Give back, unchanged, each line from the one containing "Query: overcast grey sky" through the last line of the entries below.
---------- DATA FOR REVIEW ----------
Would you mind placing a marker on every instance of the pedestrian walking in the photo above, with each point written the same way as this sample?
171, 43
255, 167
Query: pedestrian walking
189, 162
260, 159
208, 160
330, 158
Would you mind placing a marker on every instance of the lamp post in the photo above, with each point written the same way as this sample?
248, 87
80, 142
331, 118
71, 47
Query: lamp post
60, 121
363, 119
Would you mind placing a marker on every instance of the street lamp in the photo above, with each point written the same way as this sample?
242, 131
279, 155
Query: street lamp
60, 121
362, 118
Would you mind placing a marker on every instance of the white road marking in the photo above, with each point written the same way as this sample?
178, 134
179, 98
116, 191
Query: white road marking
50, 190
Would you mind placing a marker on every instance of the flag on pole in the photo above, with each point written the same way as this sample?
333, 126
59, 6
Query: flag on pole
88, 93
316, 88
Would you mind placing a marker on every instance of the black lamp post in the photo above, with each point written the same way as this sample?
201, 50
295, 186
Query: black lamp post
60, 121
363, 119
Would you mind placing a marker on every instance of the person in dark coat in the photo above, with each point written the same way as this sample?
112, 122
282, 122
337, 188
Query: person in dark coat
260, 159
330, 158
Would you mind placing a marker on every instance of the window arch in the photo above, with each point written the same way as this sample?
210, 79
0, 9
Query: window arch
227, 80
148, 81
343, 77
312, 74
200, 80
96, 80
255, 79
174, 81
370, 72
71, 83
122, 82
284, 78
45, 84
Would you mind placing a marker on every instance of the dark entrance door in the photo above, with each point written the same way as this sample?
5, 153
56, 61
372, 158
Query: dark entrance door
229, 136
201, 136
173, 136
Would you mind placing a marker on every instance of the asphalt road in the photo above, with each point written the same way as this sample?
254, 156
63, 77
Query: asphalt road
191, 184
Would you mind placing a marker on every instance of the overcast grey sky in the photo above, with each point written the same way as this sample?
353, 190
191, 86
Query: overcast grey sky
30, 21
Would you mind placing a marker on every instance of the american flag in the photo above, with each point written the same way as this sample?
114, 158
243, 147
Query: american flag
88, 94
----------
YOUR SOLUTION:
Query: overcast grey sky
30, 21
Would you mind placing a marker on every instance of the american flag in the photo above, with each point written the same way as this sample?
114, 158
243, 147
Query: american flag
88, 94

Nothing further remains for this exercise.